PROBLEM REQUIREMENTS
Update the material from the line with "Pick out one point on every instance of the wooden" up to and including the line with "[(213, 23)]". Replace "single-line list" with "one-line list", leave everything else unchanged, and return only those lines.

DATA IN THIS EXERCISE
▼
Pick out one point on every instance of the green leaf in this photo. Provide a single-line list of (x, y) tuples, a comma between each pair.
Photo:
▲
▼
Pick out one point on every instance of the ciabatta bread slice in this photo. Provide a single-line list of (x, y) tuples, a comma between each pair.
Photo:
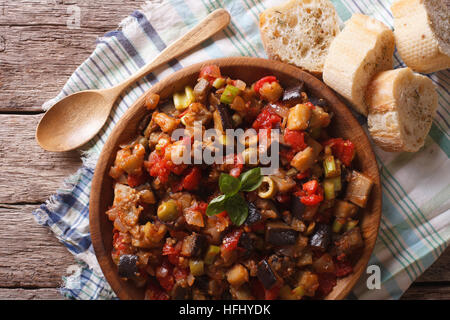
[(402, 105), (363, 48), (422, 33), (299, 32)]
▲
▼
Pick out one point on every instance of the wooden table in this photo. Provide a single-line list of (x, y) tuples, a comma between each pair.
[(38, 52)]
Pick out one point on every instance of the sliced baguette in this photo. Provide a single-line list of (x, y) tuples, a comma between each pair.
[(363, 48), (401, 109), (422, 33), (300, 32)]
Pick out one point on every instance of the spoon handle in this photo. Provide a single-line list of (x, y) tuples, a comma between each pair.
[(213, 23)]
▲
RESPONSE BELOW
Pick out one point on every instance of the wooden table in this photo. Provide a one-line list of (x, y) tuples, a comma between each pair.
[(38, 52)]
Pick out one point on every instance of the sliced baguette in this photo. Provide a one-line list of (x, y) tuples, a comma between each pair.
[(363, 48), (401, 109), (422, 33), (300, 32)]
Pick out one point on every instance of the spoon handle in this photo. Provide a one-line list of (x, y) tuples, a comma between each pair.
[(213, 23)]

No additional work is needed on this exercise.